§ STATED EXERCISE: Pull out each line in the records below that contains the string "woman", and copy those lines in full. Case counts when matching.

§ ENTRIES SUPPLIED:
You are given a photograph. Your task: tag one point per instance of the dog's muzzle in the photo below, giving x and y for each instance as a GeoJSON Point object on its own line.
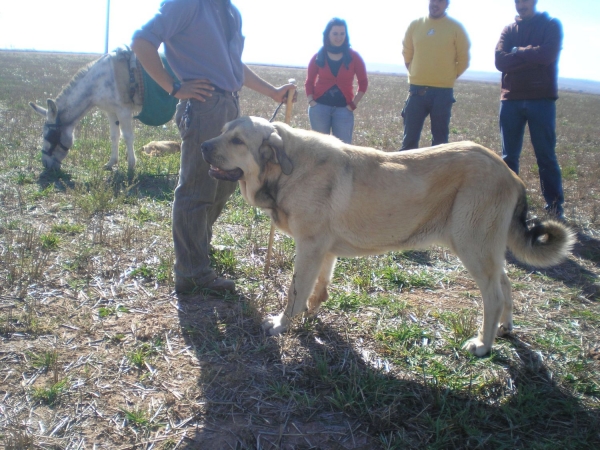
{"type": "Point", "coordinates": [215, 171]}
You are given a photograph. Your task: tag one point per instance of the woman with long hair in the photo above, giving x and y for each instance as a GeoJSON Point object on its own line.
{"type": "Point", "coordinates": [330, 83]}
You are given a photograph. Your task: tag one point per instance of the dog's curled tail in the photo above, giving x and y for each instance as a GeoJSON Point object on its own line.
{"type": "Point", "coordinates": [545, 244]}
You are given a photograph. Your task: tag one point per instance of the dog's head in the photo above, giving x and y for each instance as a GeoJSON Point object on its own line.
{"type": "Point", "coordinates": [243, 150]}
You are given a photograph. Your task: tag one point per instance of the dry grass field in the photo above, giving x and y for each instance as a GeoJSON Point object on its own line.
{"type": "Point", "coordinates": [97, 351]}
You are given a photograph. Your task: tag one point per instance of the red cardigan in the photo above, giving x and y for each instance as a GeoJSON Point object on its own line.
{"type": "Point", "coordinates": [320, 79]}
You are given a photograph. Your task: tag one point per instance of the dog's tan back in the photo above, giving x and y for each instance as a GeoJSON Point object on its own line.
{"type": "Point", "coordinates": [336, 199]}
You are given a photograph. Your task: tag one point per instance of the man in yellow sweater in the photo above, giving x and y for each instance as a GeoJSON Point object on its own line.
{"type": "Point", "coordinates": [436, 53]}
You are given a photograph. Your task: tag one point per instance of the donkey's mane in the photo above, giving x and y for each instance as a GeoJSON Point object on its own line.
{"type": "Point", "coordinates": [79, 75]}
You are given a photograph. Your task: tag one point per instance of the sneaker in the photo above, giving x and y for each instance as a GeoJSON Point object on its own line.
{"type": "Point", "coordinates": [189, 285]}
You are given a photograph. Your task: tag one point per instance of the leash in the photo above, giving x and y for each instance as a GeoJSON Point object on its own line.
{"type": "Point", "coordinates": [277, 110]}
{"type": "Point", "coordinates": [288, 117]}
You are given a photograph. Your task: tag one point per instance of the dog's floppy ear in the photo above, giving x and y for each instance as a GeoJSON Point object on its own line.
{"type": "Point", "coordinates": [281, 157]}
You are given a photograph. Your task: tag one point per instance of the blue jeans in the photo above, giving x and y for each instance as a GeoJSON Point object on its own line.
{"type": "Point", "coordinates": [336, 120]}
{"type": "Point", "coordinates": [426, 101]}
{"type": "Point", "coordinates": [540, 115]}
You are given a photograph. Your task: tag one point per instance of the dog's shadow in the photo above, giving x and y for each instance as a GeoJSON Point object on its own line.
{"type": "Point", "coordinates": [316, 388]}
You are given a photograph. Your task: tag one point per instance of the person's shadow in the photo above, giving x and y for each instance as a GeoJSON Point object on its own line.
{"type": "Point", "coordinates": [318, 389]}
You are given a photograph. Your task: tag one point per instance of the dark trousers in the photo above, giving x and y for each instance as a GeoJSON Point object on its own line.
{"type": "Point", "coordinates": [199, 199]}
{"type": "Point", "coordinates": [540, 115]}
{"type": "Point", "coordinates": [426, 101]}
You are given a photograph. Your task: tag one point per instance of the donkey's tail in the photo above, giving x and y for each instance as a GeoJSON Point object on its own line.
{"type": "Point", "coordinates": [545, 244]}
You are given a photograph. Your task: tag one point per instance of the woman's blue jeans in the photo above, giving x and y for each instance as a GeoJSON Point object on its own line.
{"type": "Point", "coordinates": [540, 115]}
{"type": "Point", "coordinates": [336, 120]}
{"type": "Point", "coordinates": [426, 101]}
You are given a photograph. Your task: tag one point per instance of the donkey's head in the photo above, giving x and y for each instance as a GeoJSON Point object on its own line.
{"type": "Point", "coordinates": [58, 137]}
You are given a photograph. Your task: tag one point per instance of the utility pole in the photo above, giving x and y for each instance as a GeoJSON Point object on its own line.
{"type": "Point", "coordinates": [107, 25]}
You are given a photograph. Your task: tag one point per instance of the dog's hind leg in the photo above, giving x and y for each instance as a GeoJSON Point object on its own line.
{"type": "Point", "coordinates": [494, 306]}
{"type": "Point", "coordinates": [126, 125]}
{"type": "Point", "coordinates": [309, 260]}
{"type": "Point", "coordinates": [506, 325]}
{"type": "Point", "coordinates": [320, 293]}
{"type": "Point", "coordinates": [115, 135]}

==

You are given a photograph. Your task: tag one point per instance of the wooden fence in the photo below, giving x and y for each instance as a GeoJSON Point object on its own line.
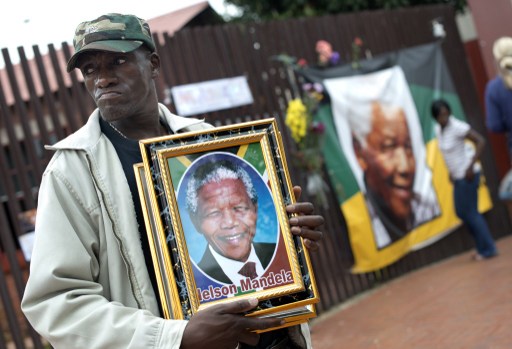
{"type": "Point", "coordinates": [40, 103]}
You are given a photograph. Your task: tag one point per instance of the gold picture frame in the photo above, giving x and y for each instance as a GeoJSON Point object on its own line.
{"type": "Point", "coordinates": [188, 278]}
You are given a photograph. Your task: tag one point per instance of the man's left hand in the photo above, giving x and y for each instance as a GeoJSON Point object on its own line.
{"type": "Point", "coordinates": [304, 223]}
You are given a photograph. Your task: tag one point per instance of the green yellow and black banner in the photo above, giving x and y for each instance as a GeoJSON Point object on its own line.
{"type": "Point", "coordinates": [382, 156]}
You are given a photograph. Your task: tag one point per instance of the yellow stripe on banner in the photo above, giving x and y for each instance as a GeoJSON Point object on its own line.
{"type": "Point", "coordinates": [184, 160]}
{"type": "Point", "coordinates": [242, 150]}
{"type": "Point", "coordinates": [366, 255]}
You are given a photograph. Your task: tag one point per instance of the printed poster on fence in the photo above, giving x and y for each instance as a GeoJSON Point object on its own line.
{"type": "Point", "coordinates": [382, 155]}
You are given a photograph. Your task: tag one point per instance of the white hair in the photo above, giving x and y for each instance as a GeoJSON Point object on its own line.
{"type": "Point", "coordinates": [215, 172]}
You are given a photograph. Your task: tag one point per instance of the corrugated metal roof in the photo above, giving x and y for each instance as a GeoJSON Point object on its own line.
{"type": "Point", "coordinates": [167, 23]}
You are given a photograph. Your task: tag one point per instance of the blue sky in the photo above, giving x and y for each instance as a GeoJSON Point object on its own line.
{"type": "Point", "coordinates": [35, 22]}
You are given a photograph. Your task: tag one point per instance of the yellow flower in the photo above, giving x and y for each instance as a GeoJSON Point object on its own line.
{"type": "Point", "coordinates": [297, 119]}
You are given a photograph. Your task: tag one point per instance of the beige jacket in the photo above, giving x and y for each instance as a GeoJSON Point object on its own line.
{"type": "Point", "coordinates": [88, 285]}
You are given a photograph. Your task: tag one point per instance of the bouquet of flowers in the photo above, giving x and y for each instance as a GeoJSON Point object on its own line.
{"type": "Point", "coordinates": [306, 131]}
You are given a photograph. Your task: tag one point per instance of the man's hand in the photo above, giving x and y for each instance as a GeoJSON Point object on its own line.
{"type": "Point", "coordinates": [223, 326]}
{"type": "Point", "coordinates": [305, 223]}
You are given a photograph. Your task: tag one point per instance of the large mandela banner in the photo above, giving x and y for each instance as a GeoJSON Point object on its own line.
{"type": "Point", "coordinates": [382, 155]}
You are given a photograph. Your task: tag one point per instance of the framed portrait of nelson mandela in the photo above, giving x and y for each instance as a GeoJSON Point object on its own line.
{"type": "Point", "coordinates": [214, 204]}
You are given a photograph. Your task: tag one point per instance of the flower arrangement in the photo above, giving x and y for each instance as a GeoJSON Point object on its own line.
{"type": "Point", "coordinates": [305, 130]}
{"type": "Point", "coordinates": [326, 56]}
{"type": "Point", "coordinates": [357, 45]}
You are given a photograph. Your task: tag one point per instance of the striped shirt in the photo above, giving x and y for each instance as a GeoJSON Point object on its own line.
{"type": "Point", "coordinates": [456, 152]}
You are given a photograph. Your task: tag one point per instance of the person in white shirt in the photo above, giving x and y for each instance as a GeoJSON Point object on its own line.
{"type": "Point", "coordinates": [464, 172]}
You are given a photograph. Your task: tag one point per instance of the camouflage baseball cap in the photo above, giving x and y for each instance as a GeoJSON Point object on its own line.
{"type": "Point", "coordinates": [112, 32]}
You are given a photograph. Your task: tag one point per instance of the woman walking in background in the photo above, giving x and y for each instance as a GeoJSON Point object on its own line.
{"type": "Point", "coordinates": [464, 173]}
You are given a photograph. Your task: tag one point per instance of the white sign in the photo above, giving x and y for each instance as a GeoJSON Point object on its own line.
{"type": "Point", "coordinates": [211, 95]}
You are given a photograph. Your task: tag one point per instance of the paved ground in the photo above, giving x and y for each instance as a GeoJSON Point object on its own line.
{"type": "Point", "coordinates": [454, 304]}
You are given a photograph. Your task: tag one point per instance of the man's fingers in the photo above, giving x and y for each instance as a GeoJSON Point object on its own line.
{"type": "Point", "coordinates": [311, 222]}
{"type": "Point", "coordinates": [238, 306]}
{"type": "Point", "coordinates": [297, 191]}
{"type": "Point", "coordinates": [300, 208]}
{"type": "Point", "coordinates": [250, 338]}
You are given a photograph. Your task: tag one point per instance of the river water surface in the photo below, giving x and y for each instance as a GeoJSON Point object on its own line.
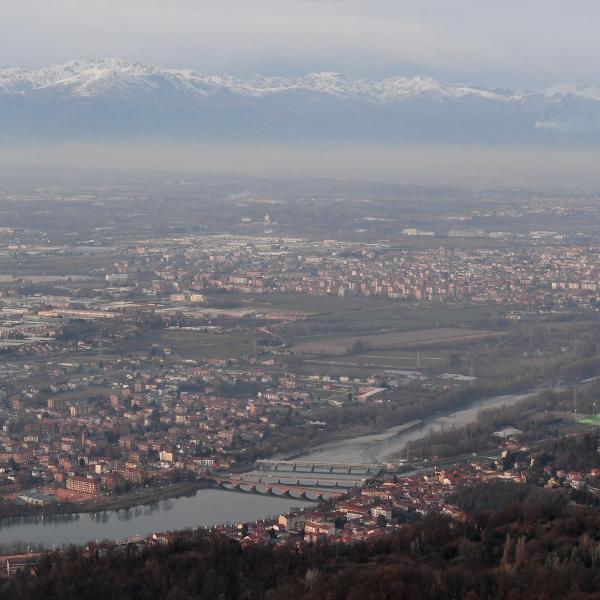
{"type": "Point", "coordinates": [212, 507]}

§ EXERCISE ANSWER:
You are given a photograph. Your task: tag one point per instance of the woman with long hair in the photo above, giving x and y for each instance as a GeoJSON Point object on its own line.
You are given a photograph. Your task: tag one point per instance of the woman's blue jeans in the photo above, giving x and y for each instance as a GeoJSON Point object on its own line.
You are given a photograph. Your task: tag one point per instance of the woman walking in background in the photo above, giving x and y for each instance as a GeoJSON Point object on its own line.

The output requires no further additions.